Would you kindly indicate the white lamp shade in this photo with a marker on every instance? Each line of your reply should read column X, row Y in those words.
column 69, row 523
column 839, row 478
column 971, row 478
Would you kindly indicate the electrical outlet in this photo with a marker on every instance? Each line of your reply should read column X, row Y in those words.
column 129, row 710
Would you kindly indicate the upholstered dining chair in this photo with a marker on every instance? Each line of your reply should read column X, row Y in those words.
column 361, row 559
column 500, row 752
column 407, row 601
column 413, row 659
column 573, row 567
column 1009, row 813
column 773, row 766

---

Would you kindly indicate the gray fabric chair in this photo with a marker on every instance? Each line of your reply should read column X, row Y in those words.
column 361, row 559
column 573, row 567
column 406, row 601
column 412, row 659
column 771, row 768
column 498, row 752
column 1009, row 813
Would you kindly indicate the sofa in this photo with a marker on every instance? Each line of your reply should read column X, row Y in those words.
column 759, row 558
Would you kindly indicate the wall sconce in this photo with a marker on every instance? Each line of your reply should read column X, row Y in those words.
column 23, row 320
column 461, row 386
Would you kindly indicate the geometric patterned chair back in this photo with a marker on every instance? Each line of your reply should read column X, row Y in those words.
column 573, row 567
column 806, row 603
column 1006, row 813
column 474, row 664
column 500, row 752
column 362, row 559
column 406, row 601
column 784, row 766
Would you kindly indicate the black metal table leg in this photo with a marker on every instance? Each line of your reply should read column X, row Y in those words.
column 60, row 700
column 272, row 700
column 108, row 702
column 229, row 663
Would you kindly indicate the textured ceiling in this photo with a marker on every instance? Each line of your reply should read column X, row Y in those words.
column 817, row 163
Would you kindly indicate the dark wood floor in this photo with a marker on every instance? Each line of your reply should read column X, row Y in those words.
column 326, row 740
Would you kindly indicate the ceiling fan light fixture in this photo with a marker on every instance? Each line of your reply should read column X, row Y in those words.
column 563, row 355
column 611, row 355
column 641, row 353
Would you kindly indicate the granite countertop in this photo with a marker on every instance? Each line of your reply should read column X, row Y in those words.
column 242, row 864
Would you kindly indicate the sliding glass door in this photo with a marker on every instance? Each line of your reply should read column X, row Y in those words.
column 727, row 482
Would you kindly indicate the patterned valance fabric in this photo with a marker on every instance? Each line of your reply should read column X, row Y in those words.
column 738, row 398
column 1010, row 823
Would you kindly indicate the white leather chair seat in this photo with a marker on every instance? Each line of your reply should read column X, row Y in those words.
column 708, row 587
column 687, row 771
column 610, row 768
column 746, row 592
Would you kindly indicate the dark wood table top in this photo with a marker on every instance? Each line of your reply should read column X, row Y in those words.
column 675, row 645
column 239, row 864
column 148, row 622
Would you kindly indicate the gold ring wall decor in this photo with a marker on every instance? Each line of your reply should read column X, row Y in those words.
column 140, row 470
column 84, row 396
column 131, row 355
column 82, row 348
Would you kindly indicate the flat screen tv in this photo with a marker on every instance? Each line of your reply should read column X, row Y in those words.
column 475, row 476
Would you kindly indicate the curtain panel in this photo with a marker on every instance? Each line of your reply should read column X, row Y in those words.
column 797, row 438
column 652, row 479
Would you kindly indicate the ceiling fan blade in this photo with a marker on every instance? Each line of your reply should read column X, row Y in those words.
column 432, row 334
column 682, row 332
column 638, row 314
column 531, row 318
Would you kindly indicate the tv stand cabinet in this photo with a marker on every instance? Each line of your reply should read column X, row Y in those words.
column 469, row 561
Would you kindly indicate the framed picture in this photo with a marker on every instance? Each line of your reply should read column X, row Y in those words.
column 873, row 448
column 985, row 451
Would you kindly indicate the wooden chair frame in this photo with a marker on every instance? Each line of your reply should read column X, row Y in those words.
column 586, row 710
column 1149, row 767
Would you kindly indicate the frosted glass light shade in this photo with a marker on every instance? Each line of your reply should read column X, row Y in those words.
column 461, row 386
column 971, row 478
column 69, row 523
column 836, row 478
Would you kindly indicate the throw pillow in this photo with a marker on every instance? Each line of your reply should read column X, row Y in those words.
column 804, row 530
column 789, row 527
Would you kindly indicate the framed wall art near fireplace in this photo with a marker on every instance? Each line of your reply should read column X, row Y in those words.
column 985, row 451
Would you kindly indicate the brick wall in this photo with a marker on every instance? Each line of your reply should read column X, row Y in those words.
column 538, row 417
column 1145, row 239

==

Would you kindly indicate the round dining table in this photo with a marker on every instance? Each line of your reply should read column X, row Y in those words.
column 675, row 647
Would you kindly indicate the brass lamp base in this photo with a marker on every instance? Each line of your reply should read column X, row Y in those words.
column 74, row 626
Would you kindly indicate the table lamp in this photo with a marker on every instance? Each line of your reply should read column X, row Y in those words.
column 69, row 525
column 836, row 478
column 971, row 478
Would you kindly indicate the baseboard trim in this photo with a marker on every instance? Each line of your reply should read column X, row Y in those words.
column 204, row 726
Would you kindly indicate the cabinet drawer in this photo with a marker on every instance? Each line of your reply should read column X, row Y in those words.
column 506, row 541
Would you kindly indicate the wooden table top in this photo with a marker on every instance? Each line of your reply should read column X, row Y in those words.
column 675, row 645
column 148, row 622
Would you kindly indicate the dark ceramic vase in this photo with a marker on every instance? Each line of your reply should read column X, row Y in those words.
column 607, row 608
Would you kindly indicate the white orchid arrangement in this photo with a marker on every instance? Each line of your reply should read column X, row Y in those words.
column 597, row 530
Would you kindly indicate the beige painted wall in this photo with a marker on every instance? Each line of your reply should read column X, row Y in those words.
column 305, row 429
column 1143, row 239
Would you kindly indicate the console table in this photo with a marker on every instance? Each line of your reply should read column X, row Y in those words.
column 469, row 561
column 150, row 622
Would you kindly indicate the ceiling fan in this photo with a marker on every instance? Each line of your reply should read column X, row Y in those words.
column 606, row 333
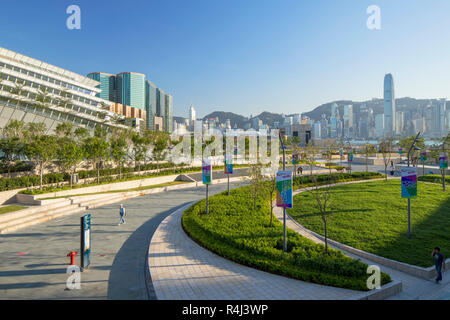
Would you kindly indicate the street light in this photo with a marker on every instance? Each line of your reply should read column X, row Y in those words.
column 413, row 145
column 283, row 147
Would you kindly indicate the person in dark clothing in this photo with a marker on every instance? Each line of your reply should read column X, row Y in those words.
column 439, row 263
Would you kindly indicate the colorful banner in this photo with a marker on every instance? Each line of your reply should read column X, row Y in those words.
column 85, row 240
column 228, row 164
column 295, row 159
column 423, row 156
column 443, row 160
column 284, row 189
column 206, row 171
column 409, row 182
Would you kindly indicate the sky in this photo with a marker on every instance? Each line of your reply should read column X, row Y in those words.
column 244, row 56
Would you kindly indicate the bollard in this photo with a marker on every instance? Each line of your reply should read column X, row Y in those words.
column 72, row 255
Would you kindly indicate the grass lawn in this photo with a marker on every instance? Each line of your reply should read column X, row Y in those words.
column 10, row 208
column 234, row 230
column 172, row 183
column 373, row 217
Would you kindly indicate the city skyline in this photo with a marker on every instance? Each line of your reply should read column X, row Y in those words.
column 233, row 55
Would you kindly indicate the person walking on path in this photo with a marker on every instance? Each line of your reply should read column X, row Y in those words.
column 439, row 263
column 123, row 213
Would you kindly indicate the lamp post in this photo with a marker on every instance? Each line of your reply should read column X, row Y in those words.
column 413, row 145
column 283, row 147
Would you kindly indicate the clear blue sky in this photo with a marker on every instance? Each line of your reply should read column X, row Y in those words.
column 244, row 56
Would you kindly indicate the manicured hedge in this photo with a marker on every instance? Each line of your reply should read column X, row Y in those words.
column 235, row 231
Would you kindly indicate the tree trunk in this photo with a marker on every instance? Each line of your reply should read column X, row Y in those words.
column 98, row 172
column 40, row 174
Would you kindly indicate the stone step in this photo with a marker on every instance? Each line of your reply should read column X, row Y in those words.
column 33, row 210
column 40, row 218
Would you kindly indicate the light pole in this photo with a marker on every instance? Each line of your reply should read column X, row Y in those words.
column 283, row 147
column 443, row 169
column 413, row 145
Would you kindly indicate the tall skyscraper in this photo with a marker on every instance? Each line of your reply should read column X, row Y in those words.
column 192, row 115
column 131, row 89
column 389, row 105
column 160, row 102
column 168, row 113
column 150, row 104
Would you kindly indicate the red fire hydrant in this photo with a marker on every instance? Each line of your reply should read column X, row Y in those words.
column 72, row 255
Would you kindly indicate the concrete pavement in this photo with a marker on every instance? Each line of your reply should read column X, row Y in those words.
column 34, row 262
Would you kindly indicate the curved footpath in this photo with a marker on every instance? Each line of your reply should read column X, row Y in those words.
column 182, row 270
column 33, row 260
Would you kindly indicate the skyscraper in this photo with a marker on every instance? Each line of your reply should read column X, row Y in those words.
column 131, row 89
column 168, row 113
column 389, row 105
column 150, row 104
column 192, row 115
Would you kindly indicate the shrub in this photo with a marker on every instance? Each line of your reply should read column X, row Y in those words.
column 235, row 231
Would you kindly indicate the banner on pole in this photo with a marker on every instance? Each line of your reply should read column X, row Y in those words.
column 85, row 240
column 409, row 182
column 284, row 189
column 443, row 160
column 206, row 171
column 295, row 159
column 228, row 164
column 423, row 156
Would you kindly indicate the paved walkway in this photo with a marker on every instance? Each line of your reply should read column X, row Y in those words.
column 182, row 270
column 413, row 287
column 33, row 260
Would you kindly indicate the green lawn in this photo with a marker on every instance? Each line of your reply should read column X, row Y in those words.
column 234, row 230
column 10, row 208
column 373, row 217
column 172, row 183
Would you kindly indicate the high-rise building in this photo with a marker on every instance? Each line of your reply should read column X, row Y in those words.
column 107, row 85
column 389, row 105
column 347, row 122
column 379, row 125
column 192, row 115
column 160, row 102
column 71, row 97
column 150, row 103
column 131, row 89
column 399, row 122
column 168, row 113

# YOUR OBJECTIVE
Copy every line of the material above that contains the word "pole". Case counts.

# EXERCISE RESULT
Would you kindly indicate the light pole in this photo with a marker on every instance? Each line of your reply should read column X, row Y in those words.
Would you kindly indicate the banner on pole in this photo with a marker on every instance? Each line of your reply should read column X, row Y in those words.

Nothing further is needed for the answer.